Recorded data:
——

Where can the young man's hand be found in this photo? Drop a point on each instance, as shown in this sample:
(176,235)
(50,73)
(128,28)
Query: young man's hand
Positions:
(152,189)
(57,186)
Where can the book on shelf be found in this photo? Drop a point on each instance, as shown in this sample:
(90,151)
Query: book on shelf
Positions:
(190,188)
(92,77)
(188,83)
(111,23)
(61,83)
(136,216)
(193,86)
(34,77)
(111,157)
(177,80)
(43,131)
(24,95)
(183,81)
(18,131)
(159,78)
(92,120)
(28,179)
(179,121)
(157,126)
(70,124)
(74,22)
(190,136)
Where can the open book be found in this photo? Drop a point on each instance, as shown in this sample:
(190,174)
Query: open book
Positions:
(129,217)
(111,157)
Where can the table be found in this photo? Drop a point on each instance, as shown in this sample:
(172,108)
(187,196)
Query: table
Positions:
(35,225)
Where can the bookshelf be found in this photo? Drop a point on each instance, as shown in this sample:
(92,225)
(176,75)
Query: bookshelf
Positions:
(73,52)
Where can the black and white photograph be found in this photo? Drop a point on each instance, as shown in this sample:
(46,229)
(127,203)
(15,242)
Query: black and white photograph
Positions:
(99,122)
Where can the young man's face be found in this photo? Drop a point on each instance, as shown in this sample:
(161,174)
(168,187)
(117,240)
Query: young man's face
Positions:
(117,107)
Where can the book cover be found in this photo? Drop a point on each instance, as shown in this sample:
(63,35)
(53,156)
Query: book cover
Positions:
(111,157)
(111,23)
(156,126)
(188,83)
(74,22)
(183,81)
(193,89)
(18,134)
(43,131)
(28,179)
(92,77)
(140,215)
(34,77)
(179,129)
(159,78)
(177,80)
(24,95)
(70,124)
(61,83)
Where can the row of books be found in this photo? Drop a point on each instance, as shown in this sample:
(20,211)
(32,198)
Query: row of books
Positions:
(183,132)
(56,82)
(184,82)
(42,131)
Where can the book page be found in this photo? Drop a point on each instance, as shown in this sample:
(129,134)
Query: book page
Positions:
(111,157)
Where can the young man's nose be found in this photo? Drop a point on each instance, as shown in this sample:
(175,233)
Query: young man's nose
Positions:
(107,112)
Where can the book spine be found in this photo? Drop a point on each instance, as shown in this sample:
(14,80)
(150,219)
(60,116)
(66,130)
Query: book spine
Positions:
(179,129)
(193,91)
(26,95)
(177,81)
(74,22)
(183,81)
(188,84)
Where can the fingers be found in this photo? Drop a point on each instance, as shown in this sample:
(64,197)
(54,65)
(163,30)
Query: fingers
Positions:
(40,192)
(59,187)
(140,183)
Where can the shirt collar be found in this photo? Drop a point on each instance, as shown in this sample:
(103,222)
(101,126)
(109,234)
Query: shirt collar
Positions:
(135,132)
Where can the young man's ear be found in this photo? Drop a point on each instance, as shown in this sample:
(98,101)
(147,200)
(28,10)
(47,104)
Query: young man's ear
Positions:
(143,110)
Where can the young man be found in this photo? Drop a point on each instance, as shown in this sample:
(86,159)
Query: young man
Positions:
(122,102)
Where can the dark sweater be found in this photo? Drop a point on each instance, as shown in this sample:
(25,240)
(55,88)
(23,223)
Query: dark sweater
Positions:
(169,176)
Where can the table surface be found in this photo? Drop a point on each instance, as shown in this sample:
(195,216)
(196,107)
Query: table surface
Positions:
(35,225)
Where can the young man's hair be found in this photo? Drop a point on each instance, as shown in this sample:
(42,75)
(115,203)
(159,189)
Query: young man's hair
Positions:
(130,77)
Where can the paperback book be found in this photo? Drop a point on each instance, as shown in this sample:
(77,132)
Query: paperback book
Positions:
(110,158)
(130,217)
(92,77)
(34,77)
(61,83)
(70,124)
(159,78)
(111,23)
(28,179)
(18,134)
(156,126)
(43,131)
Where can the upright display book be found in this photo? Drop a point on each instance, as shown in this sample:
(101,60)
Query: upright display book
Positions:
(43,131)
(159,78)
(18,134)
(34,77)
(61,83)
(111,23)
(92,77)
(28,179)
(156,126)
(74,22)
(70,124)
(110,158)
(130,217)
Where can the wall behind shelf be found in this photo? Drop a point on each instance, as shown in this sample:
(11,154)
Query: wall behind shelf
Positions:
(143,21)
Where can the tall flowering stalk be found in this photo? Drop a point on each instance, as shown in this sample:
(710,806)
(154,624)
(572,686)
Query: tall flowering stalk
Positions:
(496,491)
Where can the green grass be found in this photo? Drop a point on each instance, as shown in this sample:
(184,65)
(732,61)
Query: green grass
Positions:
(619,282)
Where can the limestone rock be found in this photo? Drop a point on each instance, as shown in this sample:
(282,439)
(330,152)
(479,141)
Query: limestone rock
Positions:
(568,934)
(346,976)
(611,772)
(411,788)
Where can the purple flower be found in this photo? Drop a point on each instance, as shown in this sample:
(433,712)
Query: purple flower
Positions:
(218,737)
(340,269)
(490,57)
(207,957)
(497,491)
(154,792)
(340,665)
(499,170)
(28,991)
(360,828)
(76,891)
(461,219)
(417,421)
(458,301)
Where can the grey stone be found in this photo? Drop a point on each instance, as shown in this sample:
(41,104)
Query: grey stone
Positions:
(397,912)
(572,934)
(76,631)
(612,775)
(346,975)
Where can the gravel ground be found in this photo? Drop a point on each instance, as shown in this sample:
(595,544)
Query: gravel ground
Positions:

——

▸ **AIM OF THE TASK**: Turn the entries into a numbered list with one line per item, leaving out blank lines. Begin at the line that has "Where can the grey" and go through the end of the entries.

▸ **RESPONSE**:
1. Where can the grey stone be found in this photo? Drop a point on each instance, as shown in this sample:
2. (41,104)
3. Query: grey stone
4. Positions:
5. (397,912)
6. (572,934)
7. (76,631)
8. (612,775)
9. (346,975)
10. Where can the gravel ground be found in this photo? Drop a point on each instance, as shown in this sample:
11. (595,544)
12. Query: gravel ground
13. Positions:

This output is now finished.